___ ФРАГМЕНТ ТЕКСТА
Сами мы постоянно возвращаемся к ней. В каждой семье сохранилось какое-нибудь вещественное свидетельство войны – медаль или орден, весточка с фронта, а может быть, и другое, страшное извещение, – тот, о ком ежеминутно все мысли, – погиб в боях за Родину. Пал смертью героя.

Разбирая архив, в очередной раз беру в руки военный треугольник тех лет, ветхий, на пожелтевшей бумаге. Со всеми предосторожностями раскрываю этот типичный треугольный конверт полевой почты. Отец моего мужа, Моисей Александрович, пишет из эвакуации дочери Елене на фронт:

«Ты писала, что живешь в блиндаже, под землей. А теперь ты пишешь, что находишься в лесу, в землянке? Есть ли у тебя теплые вещи? Наши вещи почти все пропали. Как ты питаешься? Говорят, на фронте кормят хорошо. Мы достали дрова, так что ты не беспокойся, а возвращайся скорее с Победой. Под Сталинградом мы их разгромили, и надеюсь, будем и дальше громить…»

Еще одно, каким-то чудом дошедшее до нас письмо, читать невероятно тяжело. Мой муж Юра, которому в то время исполнилось четырнадцать лет, взывает из эвакуации, где они оказались с матерью, к сестре и брату. Его сестра Лена находится в действующей армии, брат Борис работает в тылу на военном заводе.

«15. 111. 42 г. Бугуруслан. Дорогие мои! … Мы живем довольно плохо. Очень трудно материально… На сберкнижке у нас ничего нет. А жизнь очень дорогая. Придется продавать все вещи…. Мать все время страдала фурункулезом. Сейчас, кажется, прекратилось.

Я учусь в школе, приходится очень трудно. Темп учебы, конечно, сбавил, но «посредственно» не имею и надеюсь не иметь. Трудно приходится с историей. У меня нет учебника, а история у нас 3 раза в неделю. Ленка! Ты писала, что можешь выслать книги. Пожалуйста, если будет возможность, вышли, а то нам придется сдавать экзамен по истории, а мне не по чему готовиться…

Л. и Б.! Постарайтесь, как только будет возможность, взять нас в Москву… Бытовые условия (здесь) тоже очень плохие. Я сплю на двух ящиках и поэтому никогда не разгибаю ног. Ленка! По приезде в часть сразу высылай аттестат. Кроме денег, аттестат предоставляет большие льготы: возможность получения без очереди хлеба в военторге, возможность получения иногда некоторых продуктов по государственной цене. Пишите. С приветом, Юра».
______
#### ЗАДАНИЕ
Продолжите приведенный выше фрагмент о письмах военных лет, начав сразу после его последнего предложения.
___ ИСХОДНЫЕ ДАННЫЕ
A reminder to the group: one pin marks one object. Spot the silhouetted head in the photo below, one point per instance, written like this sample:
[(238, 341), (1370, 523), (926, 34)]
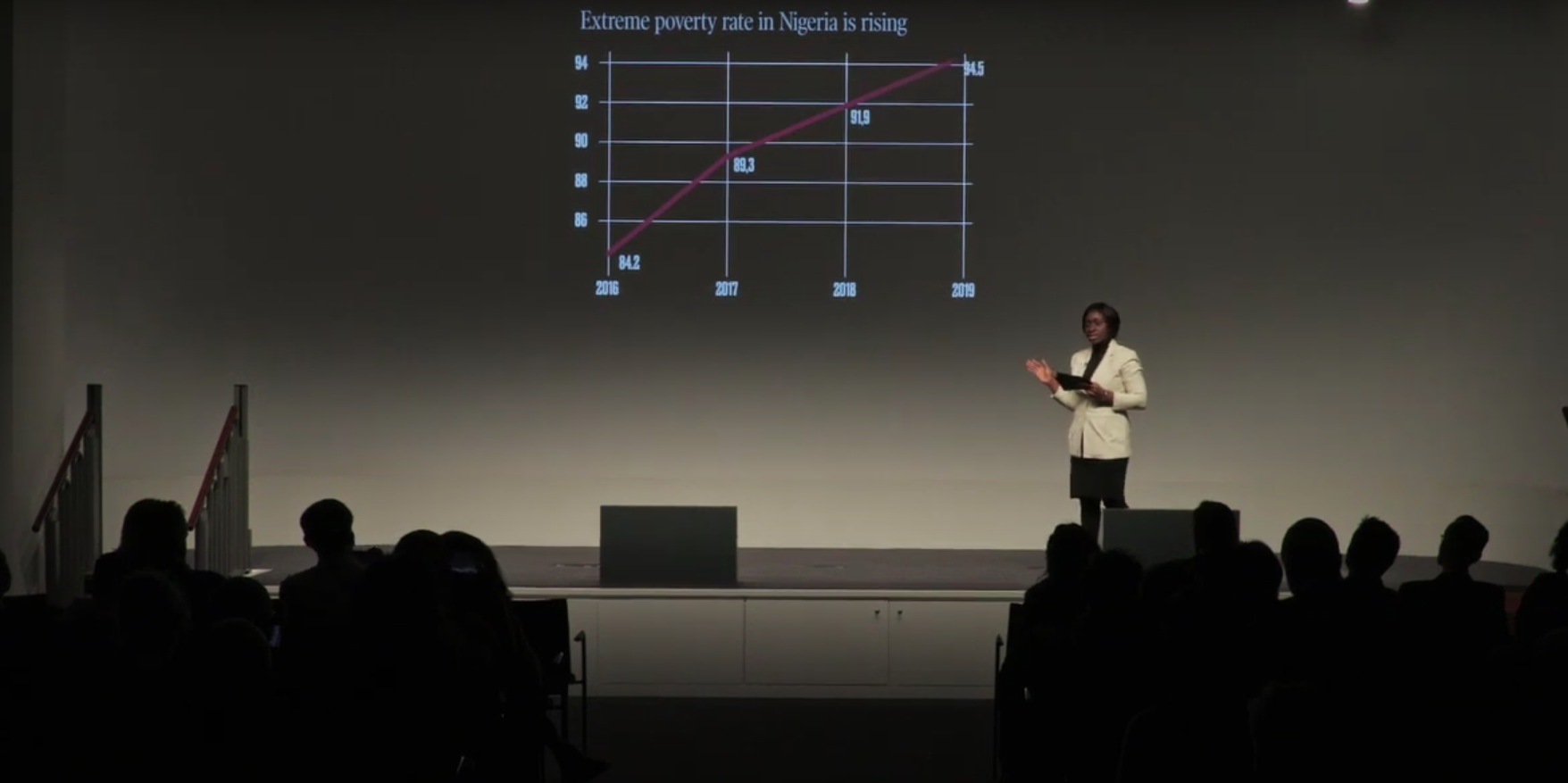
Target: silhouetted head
[(422, 548), (1101, 322), (245, 598), (471, 567), (1311, 556), (1214, 528), (1113, 581), (328, 528), (234, 660), (1068, 553), (1372, 550), (1464, 543), (1561, 550), (153, 536)]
______
#### ОТВЕТ К ЗАДАНИЮ
О чем главная забота этого замученного голодом подростка! О том, что у него нет учебника истории. Аттестат его сестра выслала родителям своего первого мужа Павла Когана, – она оставила у них свою двухлетнюю дочку Олечку. Однако брат Борис сумел в середине 1943 года вызвать Юру с матерью в Москву и устроить его работать к себе, на военный завод. Юра стал получать рабочую карточку. Призрак голода, преследовавший подростка с самого начала войны, стал постепенно отступать. Теперь он мог почти досыта есть. И пить чай с сахаром.


В очередной раз читаю это письмо, и меня охватывает жестокое недовольство собой: почему я так и не собралась рассказать Мессбауэру, какое тяжелое время мы пережили и сколько страданий перенесли? Тем более что были случаи, когда это было бы вполне уместно. В биографии Рудольфа Мессбауэра был эпизод, который мог закончиться для него трагически, и лишь случай спас его от этого. Как говорится, не было бы счастья, да несчастье помогло.

Однажды в углу крыльца у нас на даче Рудольф увидел лыжи, дожидавшиеся зимнего сезона.

– Это что, вы катаетесь на лыжах? – с тревогой в голосе спросил он.

– Ну, да. А что?

– Я их ненавижу, эти лыжи! – с ожесточением воскликнул Рудольф. И мы услышали следующую историю.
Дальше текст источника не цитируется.